* [Ejercicio escrito A] Reproduce sin cambios el fragmento del texto sobre la Europa del siglo XV que empieza en las palabras "Constantinopla cayó en" y acaba tras las palabras "reino de Hungría.".
* [Ejercicio escrito B] Prosigue, por favor, el texto sobre la Europa del siglo XV a partir de su última oración.

* [Texto para leer]

*-*-*

Constantinopla cayó en manos turcas en 1453, con lo que desaparecía el último enclave cristiano del viejo Imperio bizantino. Años antes, casi todos los Balcanes y Grecia habían caído también en su poder y, a partir de entonces, prosiguieron aún más su avance imparable, que los llevó en 1526 a someter al reino de Hungría.
Desde ese momento, el Imperio otomano fue una amenaza que llegó a las puertas de Viena en varias ocasiones y que exigió de Austria y de sus aliados un enorme esfuerzo militar para defender las fronteras orientales, manteniéndose así la región en permanente estado de guerra durante más de dos siglos. No solo fueron un valladar intraspasable para los austríacos hacia los Balcanes, sino también hacia el mar Negro para Rusia, que a su vez debió hacer frente a las continuas incursiones de los tártaros.

Al mismo tiempo, los turcos dominaban por completo el Mediterráneo oriental y, gracias a sus bases en el norte de África, habían llevado hasta las costas de España, Francia e Italia asaltos y actividades piratas que entorpecían el comercio. Estos ataques se mantuvieron durante más de doscientos años: los turcos se convirtieron en el principal enemigo de la cristiandad, desde el Mediterráneo y el este de Europa.
En Europa occidental tampoco había paz. Castilla estaba sumida en guerras civiles por la sucesión al trono, que no concluyeron hasta 1479, cuando venció Isabel I. Lo mismo sucedía en el vecino reino de Aragón, donde la guerra entre el rey y los nobles se superpuso a rebeliones campesinas contra los abusos nobiliarios motivadas por las malas cosechas y la excesiva presión fiscal, que no concluyeron hasta 1486, bajo el reinado del rey Fernando.
Por otra parte, en Francia, en 1453, había acabado la Guerra de los Cien Años, dejando al país devastado y a los ingleses únicamente con la posesión de Calais en la costa continental. Justo dos años después estallaba en Inglaterra la Guerra de las Dos Rosas, una cruenta contienda civil que enfrentó a facciones de la nobleza por el trono y que, igualmente, se entrelazaba con conflictos sociales.
Treinta años más tarde, en 1485, aparecería la Casa Tudor. Asimismo, en el centro y norte de Italia, las ciudades-Estado estaban en un clima de guerra permanente: Florencia, Milán, Venecia, Génova, Parma, Siena, etc., competían por imponer su hegemonía.
A finales del siglo XV, Aragón y Castilla se unieron dinásticamente con el enlace entre Fernando e Isabel, lo que dio lugar a España como ente político. Francia, liberada casi por completo de la presencia inglesa, también se consolidó como reino, y lo mismo ocurrió en Inglaterra, ya con paz social. Aparecían de esta manera las tres mayores monarquías absolutas de Europa occidental que, tras su estabilización interior, pronto entrarían en pugna por el control del resto de Europa y de las nuevas rutas comerciales y colonias que se iban a descubrir.

*-*-*

* [Datos sin procesar]
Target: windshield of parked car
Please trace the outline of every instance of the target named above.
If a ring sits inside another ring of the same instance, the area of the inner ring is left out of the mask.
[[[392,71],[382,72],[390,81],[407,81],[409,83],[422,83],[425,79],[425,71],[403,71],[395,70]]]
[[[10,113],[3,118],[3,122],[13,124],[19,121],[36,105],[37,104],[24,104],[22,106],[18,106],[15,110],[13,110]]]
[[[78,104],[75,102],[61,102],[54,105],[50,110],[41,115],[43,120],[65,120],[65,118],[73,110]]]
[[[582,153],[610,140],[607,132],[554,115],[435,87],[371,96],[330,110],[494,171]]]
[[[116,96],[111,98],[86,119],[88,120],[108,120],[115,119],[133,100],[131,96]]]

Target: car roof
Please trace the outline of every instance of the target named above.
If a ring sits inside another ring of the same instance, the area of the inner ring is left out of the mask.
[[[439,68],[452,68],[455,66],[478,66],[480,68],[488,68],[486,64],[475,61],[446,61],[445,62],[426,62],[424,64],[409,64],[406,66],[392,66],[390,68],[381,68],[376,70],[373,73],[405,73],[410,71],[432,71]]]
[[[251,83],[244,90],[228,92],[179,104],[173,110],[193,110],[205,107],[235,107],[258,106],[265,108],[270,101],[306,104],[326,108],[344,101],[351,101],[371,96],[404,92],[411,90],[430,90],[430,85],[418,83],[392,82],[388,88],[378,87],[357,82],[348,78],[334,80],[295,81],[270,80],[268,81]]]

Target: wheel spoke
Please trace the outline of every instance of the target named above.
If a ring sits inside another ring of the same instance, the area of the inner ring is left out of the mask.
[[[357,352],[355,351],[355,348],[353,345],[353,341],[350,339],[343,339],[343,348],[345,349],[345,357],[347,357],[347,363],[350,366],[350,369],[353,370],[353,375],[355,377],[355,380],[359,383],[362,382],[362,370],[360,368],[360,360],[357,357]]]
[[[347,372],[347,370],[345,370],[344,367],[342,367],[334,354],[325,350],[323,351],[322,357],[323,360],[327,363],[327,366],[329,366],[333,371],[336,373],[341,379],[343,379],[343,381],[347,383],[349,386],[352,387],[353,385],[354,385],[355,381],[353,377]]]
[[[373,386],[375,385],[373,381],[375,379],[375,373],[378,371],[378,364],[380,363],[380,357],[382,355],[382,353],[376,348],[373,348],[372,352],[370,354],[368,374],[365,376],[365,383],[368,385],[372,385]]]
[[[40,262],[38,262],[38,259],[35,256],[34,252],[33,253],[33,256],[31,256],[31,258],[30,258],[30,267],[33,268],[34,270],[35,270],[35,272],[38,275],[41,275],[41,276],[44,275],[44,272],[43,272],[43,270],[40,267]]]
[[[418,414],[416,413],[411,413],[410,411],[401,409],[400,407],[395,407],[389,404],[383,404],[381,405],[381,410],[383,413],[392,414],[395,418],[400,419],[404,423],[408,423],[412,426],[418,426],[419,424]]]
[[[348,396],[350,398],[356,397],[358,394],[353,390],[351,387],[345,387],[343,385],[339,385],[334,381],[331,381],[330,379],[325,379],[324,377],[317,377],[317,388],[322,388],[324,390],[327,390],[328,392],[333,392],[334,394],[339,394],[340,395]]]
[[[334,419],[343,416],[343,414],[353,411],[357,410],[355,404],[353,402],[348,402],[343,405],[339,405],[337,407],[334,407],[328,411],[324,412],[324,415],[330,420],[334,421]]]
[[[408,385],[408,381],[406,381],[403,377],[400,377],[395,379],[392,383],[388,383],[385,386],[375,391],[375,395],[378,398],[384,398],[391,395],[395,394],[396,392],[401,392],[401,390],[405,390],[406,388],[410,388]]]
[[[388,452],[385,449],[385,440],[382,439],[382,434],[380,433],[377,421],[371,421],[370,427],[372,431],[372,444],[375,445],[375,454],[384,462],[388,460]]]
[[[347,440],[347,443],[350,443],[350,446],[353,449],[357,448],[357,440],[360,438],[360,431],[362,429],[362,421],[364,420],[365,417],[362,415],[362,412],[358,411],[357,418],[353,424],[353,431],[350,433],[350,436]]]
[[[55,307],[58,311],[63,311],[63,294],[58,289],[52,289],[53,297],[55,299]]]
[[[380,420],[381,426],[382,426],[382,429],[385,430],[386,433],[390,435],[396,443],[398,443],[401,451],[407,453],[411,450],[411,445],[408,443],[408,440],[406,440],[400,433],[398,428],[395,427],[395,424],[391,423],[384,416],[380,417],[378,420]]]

*-*-*

* [Respuesta A]
Constantinopla cayó en manos turcas en 1453, con lo que desaparecía el último enclave cristiano del viejo Imperio bizantino. Años antes, casi todos los Balcanes y Grecia habían caído también en su poder y, a partir de entonces, prosiguieron aún más su avance imparable, que los llevó en 1526 a someter al reino de Hungría.

* [Respuesta B]
Francia estaba rodeada por completo por las posesiones de Carlos V (Borgoña, las provincias de Flandes –Bélgica, Países Bajos, Luxemburgo y territorios adyacentes–, España, Nápoles, el Franco Condado...), lo que generó un profundo malestar en el rey galo Francisco I y llevó a un permanente estado de guerra entre ambos monarcas.
Los Habsburgo contra Francia
Las primeras contiendas fueron por el control de Nápoles, aún bajo el reinado de Fernando el Católico y Luis XII de Francia, a principios del siglo XVI, y se saldaron con la expulsión de los franceses del sur de Italia. Las ganas de revancha galas se manifestaron en la guerra que en 1512 se desató cuando España se anexionó el reino de Navarra: Francia apoyó a los navarros, lo mismo que en 1516 y en 1521.
En total fueron cuatro guerras las que enfrentaron a ambas coronas: aparte de los Pirineos, tuvieron como escenarios el norte de Italia y de Francia, en la competencia por territorios fronterizos de Milán, Borgoña, etc., que, en general, quedaron en manos de Carlos V. El choque más destacado fue la batalla de Pavía, en 1525, donde cayó preso el mismo rey francés, que fue llevado cautivo a Madrid.
El saqueo o Saco de Roma de 1527, a cargo de las fuerzas imperiales y debido a la alianza del papado con Francia, fue también otro hecho significado de las guerras contra Francisco I en Italia, en las que las distintas ciudades optaban por uno de los bandos en función de las promesas que les hacían Francia y España para atraerlas a su órbita.

Felipe II heredó el clima bélico con Francia y se volvieron a repetir guerras en los mismos escenarios, que duraron prácticamente todo su reinado. San Quintín, en el norte de Francia, fue la batalla más célebre, en 1557; el fruto de la victoria de España fue la consolidación de su hegemonía ante Francia durante el resto del siglo. El Monasterio de El Escorial se levantó en conmemoración de ese triunfo.
Años después, en 1571, una alianza naval de España con las ciudades italianas y el papa frenó una vez más la amenaza turca en la batalla de Lepanto. El cénit del poder de Felipe II llegó en 1580 con la incorporación de Portugal y sus colonias. La costosísima y belicista política exterior que España acometió en este siglo y el siguiente solo fue posible gracias a las riquezas llegadas de América. Sin embargo, los recursos nunca fueron suficientes y el resultado acabó siendo un país arruinado económica y demográficamente.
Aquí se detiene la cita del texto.